#### SUPPLIED ENTRIES:
══════════

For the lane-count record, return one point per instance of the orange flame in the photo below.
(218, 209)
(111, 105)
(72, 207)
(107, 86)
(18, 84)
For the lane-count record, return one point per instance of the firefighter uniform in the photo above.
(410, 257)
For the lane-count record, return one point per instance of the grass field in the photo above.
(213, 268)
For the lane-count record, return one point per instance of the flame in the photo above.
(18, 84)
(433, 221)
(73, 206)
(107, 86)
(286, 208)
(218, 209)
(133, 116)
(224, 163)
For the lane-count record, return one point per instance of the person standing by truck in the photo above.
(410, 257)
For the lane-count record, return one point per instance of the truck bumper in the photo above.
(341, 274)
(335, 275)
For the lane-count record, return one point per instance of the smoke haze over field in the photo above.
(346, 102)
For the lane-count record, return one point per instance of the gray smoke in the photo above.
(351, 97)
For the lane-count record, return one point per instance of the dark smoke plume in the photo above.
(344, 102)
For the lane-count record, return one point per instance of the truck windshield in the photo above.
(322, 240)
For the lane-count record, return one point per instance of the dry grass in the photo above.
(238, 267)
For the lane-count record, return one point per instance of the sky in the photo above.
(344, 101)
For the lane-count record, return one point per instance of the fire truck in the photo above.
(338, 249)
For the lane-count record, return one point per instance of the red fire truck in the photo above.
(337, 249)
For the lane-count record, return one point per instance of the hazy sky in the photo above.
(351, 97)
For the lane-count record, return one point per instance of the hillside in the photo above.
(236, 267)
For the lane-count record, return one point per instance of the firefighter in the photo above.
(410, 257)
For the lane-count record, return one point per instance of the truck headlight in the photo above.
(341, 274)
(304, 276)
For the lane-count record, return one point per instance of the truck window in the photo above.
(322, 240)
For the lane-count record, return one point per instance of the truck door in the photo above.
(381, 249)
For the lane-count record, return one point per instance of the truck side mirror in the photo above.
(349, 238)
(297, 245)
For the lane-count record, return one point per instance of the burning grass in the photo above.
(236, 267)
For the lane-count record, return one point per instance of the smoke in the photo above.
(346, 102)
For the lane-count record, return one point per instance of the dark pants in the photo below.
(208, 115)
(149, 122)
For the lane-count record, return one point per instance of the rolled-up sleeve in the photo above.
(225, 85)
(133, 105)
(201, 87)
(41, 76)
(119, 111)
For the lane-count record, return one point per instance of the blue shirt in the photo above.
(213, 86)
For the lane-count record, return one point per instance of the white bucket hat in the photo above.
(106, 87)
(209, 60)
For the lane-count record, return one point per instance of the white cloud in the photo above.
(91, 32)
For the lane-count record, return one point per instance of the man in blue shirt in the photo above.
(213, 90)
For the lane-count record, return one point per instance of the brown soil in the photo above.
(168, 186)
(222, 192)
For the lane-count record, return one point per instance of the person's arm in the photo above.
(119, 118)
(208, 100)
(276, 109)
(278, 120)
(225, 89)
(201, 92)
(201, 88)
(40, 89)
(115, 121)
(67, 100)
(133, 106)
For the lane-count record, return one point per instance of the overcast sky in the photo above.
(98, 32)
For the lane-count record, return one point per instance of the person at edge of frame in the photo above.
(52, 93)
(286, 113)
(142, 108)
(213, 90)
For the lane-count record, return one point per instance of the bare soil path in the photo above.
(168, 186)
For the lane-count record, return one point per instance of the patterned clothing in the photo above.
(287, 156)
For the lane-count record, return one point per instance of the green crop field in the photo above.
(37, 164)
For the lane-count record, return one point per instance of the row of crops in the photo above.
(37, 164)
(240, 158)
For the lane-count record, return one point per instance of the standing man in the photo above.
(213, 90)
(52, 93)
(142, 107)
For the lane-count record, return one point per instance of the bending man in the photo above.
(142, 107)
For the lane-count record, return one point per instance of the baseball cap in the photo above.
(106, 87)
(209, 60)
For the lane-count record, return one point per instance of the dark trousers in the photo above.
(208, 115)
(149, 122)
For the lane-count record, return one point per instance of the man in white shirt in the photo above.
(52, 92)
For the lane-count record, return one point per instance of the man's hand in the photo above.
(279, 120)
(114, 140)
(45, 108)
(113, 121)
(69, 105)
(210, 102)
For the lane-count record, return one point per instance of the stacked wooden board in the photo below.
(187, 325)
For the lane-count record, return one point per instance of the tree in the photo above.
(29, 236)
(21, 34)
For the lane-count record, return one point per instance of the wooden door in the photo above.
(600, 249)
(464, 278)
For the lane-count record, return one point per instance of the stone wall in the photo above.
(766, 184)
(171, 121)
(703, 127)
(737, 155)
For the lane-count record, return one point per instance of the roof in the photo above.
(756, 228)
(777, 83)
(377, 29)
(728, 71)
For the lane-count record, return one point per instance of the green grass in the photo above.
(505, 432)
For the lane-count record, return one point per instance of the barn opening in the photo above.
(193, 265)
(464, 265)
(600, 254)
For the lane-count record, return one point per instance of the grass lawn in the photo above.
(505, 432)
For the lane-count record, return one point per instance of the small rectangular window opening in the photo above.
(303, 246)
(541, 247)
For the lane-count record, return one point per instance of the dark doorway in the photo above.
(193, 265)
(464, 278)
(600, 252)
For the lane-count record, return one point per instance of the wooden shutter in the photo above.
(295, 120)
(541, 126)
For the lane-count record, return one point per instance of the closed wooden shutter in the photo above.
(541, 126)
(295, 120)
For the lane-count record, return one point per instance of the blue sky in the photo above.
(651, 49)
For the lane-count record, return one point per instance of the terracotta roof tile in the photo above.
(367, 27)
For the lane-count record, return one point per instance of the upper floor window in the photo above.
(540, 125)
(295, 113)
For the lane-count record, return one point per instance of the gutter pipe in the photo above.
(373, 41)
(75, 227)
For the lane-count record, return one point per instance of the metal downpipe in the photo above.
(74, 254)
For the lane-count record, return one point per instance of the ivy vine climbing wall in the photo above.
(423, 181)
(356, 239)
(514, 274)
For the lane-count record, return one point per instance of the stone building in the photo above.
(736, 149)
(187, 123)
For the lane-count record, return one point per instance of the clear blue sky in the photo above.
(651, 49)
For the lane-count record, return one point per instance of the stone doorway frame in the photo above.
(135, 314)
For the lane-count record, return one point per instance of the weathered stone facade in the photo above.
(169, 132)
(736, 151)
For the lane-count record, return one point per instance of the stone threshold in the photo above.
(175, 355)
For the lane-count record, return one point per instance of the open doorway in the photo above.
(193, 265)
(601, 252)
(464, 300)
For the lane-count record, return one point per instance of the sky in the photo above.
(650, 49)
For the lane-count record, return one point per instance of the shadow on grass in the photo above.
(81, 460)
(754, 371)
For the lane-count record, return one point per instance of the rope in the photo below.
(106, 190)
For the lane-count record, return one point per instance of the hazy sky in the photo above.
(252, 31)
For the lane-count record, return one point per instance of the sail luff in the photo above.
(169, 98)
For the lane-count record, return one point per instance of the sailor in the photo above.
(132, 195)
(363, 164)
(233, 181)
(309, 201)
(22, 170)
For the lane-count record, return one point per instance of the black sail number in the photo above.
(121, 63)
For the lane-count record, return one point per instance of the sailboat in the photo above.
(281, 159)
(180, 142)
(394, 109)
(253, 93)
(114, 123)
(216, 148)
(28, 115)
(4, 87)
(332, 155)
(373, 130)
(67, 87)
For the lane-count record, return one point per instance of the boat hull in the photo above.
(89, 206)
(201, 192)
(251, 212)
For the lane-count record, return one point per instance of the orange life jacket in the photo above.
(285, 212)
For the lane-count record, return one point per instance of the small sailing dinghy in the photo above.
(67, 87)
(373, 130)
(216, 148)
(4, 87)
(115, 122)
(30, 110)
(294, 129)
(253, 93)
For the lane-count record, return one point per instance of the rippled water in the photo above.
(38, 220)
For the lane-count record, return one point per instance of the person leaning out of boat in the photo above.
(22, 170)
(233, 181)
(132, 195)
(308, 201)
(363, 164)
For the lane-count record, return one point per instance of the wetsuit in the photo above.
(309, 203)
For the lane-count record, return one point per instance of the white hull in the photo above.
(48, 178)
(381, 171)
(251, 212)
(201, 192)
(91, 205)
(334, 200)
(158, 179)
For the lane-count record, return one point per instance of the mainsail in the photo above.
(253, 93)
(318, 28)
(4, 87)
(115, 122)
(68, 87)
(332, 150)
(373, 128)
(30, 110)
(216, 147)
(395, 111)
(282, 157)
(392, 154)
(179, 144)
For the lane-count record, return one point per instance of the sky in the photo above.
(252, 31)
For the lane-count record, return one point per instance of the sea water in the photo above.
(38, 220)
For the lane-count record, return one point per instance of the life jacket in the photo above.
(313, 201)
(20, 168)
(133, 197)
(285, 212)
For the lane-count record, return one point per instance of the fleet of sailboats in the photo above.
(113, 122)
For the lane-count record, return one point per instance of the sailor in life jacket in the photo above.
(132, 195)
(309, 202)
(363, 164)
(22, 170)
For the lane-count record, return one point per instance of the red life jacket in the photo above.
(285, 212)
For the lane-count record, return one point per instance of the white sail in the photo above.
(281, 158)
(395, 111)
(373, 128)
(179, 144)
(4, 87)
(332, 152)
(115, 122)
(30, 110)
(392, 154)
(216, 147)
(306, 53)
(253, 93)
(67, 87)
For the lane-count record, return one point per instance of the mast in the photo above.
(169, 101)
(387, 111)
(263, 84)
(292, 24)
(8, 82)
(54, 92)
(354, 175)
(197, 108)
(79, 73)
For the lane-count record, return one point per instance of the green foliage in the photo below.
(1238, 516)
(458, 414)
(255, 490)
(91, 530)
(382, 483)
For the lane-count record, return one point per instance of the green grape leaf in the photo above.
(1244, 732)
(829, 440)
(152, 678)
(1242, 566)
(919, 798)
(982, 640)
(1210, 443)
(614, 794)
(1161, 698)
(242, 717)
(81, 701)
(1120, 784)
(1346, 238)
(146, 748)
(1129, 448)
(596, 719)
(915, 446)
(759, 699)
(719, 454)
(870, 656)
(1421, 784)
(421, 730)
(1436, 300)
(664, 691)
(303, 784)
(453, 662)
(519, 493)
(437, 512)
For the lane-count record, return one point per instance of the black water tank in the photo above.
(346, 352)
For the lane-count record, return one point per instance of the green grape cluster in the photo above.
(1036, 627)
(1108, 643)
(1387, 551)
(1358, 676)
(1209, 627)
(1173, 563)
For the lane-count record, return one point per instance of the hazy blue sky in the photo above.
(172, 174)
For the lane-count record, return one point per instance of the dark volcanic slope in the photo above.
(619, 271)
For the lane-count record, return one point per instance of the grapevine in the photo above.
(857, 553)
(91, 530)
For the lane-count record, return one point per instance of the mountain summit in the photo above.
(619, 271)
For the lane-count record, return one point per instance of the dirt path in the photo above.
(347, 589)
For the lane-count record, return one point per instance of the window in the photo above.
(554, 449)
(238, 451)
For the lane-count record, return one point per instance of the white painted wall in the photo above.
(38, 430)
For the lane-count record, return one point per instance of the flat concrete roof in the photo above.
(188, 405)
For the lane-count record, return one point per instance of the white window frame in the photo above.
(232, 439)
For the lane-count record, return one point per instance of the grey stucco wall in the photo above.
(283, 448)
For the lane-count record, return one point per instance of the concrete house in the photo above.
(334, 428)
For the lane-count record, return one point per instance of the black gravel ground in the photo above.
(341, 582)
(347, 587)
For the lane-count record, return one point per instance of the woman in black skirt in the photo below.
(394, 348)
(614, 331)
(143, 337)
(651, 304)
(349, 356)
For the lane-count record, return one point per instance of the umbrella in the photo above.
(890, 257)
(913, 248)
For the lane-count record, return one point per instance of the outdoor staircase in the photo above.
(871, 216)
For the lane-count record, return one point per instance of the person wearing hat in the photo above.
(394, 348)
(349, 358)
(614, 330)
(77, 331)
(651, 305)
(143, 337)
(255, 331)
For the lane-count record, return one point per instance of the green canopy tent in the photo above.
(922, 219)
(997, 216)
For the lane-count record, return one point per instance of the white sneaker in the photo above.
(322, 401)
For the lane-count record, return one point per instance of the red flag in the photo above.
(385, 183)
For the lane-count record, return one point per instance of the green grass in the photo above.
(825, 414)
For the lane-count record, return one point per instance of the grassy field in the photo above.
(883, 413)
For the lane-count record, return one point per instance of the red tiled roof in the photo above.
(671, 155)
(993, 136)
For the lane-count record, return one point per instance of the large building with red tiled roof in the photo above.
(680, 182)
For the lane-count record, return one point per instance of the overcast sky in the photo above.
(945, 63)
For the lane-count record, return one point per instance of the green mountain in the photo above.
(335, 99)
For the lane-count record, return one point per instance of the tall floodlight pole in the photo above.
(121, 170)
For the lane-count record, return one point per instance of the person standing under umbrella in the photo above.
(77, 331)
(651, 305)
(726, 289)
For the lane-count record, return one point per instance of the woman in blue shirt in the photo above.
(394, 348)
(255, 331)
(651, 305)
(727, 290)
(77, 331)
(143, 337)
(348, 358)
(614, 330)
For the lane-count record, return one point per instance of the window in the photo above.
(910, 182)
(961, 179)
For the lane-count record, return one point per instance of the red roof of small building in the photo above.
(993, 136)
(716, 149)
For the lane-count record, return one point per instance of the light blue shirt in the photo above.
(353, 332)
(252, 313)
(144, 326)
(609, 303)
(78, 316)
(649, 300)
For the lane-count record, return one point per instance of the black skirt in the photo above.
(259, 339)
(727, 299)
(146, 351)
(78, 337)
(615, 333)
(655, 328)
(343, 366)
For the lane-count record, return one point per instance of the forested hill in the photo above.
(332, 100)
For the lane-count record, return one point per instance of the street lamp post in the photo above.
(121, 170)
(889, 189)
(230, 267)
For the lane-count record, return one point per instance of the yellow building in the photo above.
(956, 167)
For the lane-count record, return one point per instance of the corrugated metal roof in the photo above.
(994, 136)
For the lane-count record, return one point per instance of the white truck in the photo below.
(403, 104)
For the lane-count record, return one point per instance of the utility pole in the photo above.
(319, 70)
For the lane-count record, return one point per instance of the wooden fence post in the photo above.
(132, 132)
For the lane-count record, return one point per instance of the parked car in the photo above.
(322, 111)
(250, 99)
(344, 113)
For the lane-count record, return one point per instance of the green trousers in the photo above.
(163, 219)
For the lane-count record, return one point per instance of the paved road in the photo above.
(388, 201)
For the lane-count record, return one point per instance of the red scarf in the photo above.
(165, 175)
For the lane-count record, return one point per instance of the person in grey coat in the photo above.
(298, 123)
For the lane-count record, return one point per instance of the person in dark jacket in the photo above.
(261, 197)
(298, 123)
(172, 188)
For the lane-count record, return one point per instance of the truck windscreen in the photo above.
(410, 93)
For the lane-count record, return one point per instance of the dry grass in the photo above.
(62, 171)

══════════

#### TASK DIRECTIONS:
Copy exactly the line containing "coat in the photo above." and every line after it, ending with the last line of the records above.

#### PROBLEM SOLUTION:
For the lane-count record, return one point per instance of the person in grey coat in the photo above.
(298, 123)
For the lane-count record, return one point per instance of the person in dark jacket in the photo above.
(261, 197)
(298, 123)
(172, 188)
For the lane-count record, return one point per instance of the truck windscreen in the photo above.
(410, 93)
For the lane-count record, return one point per instance of the dry grass in the photo above.
(62, 171)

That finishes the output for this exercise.